Dans la Bible, plus précisément dans l’Évangile, on voit Jésus pardonner à ceux qui sont en train de le crucifier.
Il dit précisément : « Père, pardonne-leur, ils ne savent pas ce qu’ils font. » (Luc 23, 34)
Comment peut-il pardonner à ce moment-là ?
Remontons un peu dans la Bible.

La loi de la jungle

Dans les premiers temps bibliques, c’est la violence brute qui prévaut, la loi de la jungle, à la manière animale. Il n’y a pas de mesure entre la faute commise et la sanction, comme on le voit dans le livre de la Genèse, au chapitre 34.

« Dina, la fille que Léa avait donnée à Jacob, sortit pour aller voir les filles du pays. Sichem, le fils de Hamor le Hivvite, prince du pays, la vit et, l’ayant enlevée, il coucha avec elle et lui fit violence. » (versets 1 et 2) « Les deux fils de Jacob, Siméon et Lévi, les frères de Dina, prirent chacun son épée et marchèrent sans opposition contre la ville : ils tuèrent tous les mâles. Ils passèrent au fil de l’épée Hamor et son fils Sichem, enlevèrent Dina de la maison de Sichem et partirent. » (versets 25 à 27)
● ● ● ●
Consignes et exercices.
**a)** Les affirmations suivantes sont-elles conformes au texte sur le pardon dans la Bible ? (i) Jésus pardonne à ceux qui le crucifient. (ii) Dans les premiers temps bibliques, la sanction est proportionnée à la faute commise. (iii) Siméon et Lévi sont les frères de Dina. Répondez par oui ou par non, en citant chaque fois les mots décisifs du texte.
**b)** Donnez la suite du texte sur le pardon dans la Bible, à partir de sa dernière phrase.

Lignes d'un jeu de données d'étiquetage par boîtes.
● ● ● ●
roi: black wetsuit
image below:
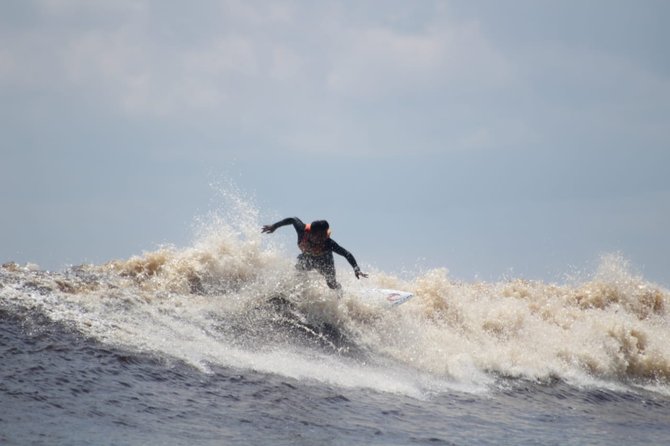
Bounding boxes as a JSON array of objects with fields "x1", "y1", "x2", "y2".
[{"x1": 272, "y1": 217, "x2": 360, "y2": 289}]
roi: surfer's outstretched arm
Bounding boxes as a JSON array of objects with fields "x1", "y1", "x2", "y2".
[
  {"x1": 261, "y1": 217, "x2": 305, "y2": 234},
  {"x1": 330, "y1": 239, "x2": 368, "y2": 279}
]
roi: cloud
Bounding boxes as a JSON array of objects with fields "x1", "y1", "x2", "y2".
[{"x1": 328, "y1": 21, "x2": 514, "y2": 96}]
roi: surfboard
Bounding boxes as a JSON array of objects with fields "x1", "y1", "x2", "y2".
[{"x1": 361, "y1": 288, "x2": 414, "y2": 308}]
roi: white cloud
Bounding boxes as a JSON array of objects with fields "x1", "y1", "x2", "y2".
[{"x1": 328, "y1": 19, "x2": 513, "y2": 96}]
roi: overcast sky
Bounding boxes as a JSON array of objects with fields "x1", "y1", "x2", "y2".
[{"x1": 0, "y1": 0, "x2": 670, "y2": 286}]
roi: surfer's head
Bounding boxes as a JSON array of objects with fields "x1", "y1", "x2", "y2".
[{"x1": 309, "y1": 220, "x2": 330, "y2": 237}]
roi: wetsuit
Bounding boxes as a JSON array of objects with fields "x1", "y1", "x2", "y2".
[{"x1": 272, "y1": 217, "x2": 360, "y2": 289}]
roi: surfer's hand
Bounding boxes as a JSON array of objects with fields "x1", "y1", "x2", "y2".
[{"x1": 354, "y1": 269, "x2": 368, "y2": 279}]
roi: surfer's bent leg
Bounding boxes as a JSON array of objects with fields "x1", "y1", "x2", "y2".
[{"x1": 315, "y1": 253, "x2": 342, "y2": 290}]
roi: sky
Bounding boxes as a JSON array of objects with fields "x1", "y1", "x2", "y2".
[{"x1": 0, "y1": 0, "x2": 670, "y2": 286}]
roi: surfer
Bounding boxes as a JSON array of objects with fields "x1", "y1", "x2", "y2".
[{"x1": 262, "y1": 217, "x2": 368, "y2": 290}]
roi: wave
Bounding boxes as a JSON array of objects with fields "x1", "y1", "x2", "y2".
[{"x1": 0, "y1": 193, "x2": 670, "y2": 396}]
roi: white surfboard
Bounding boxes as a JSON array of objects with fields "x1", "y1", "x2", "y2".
[{"x1": 361, "y1": 288, "x2": 414, "y2": 308}]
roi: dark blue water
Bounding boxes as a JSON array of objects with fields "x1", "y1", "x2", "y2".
[{"x1": 0, "y1": 306, "x2": 670, "y2": 445}]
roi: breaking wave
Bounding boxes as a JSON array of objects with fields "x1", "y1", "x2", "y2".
[{"x1": 0, "y1": 190, "x2": 670, "y2": 396}]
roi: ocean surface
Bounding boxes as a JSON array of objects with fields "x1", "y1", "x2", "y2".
[{"x1": 0, "y1": 204, "x2": 670, "y2": 445}]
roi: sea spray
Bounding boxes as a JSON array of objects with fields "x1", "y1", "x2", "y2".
[{"x1": 0, "y1": 190, "x2": 670, "y2": 396}]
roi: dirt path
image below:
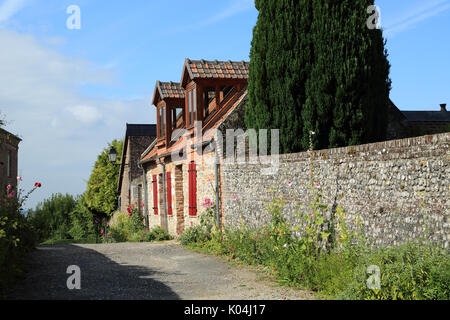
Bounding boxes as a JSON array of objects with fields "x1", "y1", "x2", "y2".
[{"x1": 7, "y1": 241, "x2": 314, "y2": 300}]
● ● ● ●
Corrigé des exercices.
**a)**
(i) Oui : « on voit Jésus pardonner à ceux qui sont en train de le crucifier ».
(ii) Non : « Il n’y a pas de mesure entre la faute commise et la sanction ».
(iii) Oui : « Siméon et Lévi, les frères de Dina ».

**b)**
Le viol de Dina est puni par le meurtre du violeur, de son père et de tous les hommes de la ville.
C’est l’escalade de la violence, la porte ouverte à toutes les barbaries, puisque rien n’empêche de répondre à la violence par une violence bien plus grande.

La loi de la proportionnalité

Dans le livre du Lévitique , on voit apparaître la loi du talion, si célèbre, où la sanction est proportionnée à la faute, ce qui a pour but d’éviter l’escalade de la violence.
Lévitique 24, 19-20 :
« Si un homme blesse un compatriote, comme il a fait on lui fera : fracture pour fracture, œil pour œil, dent pour dent. Tel le dommage que l’on inflige à un homme, tel celui que l’on subit. »
On peut appeler ça la loi naturelle, une loi qui peut être acceptée quand on reconnaît qu’il y a dans l’être qui est devant moi quelque chose de semblable à moi.
En tant qu’être humain, je reconnais l’autre comme un être humain et je me refuse à lui infliger davantage que ce qu’il m’a infligé.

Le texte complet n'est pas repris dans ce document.